List every line in the data below that contains the word "Place". Case counts.
BEGIN Extracted entries
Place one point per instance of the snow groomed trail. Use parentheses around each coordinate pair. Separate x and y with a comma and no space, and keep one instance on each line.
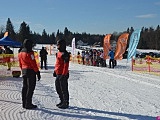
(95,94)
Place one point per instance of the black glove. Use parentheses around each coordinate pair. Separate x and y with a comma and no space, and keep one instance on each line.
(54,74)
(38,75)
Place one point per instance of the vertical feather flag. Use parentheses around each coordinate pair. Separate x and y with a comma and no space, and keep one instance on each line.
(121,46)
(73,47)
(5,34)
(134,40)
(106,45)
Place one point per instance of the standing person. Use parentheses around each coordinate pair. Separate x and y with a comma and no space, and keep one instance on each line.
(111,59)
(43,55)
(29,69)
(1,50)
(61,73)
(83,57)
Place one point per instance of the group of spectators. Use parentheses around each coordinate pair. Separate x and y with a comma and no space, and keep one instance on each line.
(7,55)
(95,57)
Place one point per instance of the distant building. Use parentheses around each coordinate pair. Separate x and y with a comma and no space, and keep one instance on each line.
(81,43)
END Extracted entries
BEGIN Extracted entries
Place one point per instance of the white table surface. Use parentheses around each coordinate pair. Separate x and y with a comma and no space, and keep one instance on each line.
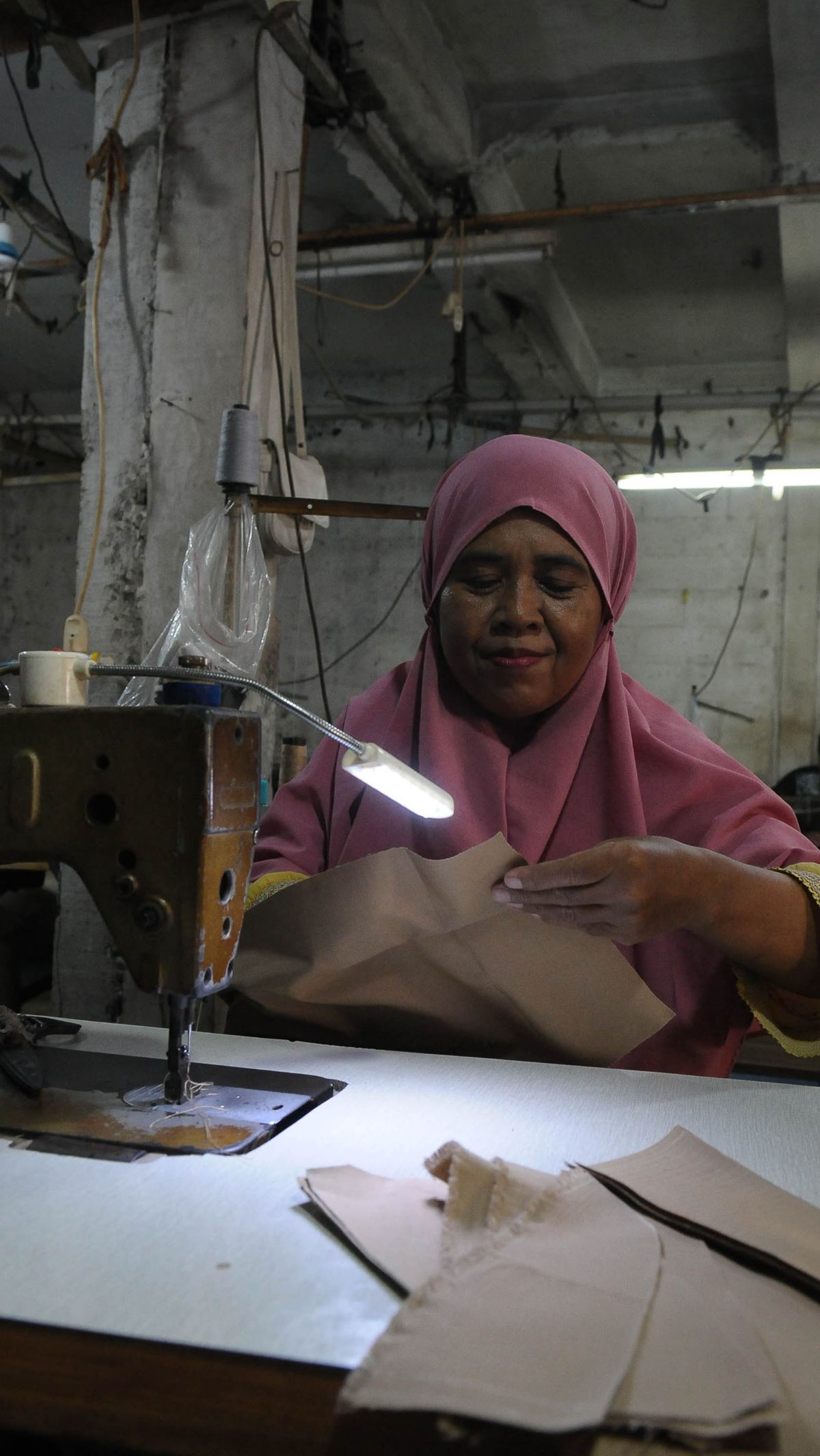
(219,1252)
END Extracted entries
BEGIN Extracted entries
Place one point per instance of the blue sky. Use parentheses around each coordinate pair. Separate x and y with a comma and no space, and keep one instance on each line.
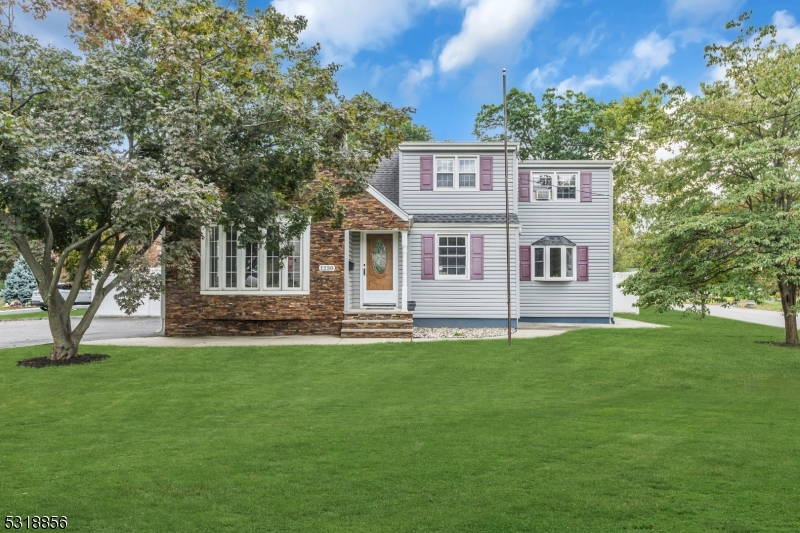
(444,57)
END Extracted entries
= Answer for this exercise =
Place one point per instance of the snow groomed trail. Use parentheses around each coordinate pair. Separate x and y with a comma and no space, and keep one instance on each line.
Place one point per instance of the black glove. Use parentheses around each coordinate pair. Separate x and y with a comma and no space, and keep one instance on each line.
Place one point per instance of the vertical feather flag. Use parentheses around each coordinate pair. Separate x and y with a comma and no space, and keep one instance on each line.
Place one point per instance of the standing person. Use parentheses around each coordinate pair. Separate x and y with a comma and no space, and keep one instance on each line.
Place one point per instance of the group of spectators. Use parentheses around each coordinate pair. Separate x and y with a comma and no space, and keep one instance on each line.
Place one point per instance of the distant building. Use parentheses around each coordinate pair. Separate x and y with a comma and no space, and keep one instance on each line.
Place one point per instance of the white table surface. Use parentheses around each coordinate pair. Separate x and y with a comma and no space, and keep one instance on each line.
Place one point per instance of the blue sky. Use parentheses around each coordinate pair. Separate x and y with a comma and no space, and keep one instance on each line.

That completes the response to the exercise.